> Task requirements
• 1. Answer these questions from the text on childhood trauma and neurologic conditions:
(a) On what date was the study published online?
(b) At which university is study author Adys Mendizabal?
(c) What does the text say the study does not prove?
• 2. In the text on childhood trauma, give the passage from "Summary: Adults who" to "anxiety in adulthood." again, swapping "household dysfunction" for "family dysfunction".

Summary: Adults who experienced traumatic events, including abuse and household dysfunction, as children had an increased risk of developing neurological conditions later in life. Additionally, researchers found a significant link between childhood trauma and depression and anxiety in adulthood.
Adults with neurologic conditions are more likely than the general population to have had adverse childhood experiences such as abuse, neglect or household dysfunction, according to a study published in the September 22, 2021, online issue of NeurologyClinical Practice, an official journal of the American Academy of Neurology.
The study does not prove that neurologic conditions are caused by such experiences. It only shows an association between the two.
“Traumatic events in childhood have been linked in previous studies to a higher risk of heart disease, diabetes, riskier health behaviors like smoking and drug use, and decreased life expectancy,” said study author Adys Mendizabal MD, of the University of California Los Angeles and a member of the American Academy of Neurology.

(Collected data entries)
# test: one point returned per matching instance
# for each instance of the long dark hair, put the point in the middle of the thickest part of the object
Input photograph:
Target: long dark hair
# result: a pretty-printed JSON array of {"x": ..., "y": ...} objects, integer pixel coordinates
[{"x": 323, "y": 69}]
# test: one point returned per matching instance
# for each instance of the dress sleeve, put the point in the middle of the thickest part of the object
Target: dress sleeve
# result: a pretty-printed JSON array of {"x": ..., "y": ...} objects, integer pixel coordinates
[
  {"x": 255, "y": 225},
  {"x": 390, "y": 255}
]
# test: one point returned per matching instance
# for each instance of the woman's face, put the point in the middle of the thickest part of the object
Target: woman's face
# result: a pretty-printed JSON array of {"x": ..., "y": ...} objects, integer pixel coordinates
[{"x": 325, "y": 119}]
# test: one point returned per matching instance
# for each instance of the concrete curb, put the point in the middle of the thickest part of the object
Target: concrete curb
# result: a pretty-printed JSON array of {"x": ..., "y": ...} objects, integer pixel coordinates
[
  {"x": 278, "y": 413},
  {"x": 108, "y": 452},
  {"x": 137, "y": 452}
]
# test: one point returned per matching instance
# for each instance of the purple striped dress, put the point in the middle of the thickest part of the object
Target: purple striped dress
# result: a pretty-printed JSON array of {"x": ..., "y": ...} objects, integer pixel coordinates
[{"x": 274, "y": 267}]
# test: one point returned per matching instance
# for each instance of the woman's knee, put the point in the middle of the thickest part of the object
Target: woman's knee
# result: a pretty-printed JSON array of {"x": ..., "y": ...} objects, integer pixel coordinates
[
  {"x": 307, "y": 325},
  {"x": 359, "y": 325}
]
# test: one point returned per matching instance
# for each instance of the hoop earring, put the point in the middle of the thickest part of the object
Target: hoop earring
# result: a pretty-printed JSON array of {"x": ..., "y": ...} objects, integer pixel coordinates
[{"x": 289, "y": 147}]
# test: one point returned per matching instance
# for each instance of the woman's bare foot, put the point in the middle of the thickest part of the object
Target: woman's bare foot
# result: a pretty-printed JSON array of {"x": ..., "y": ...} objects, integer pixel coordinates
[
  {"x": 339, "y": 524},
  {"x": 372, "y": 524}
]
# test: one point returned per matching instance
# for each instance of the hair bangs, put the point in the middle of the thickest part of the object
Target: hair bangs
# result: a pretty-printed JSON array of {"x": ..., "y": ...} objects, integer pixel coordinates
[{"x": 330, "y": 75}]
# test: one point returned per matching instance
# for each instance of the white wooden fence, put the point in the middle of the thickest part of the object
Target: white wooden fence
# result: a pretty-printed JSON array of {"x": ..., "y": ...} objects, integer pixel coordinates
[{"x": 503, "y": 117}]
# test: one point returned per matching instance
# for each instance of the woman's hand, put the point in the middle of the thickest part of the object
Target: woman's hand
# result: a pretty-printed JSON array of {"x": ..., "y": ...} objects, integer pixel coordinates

> Responses by item number
• 1.
(a) September 22, 2021
(b) The University of California Los Angeles
(c) That neurologic conditions are caused by such experiences

• 2.
Summary: Adults who experienced traumatic events, including abuse and family dysfunction, as children had an increased risk of developing neurological conditions later in life. Additionally, researchers found a significant link between childhood trauma and depression and anxiety in adulthood.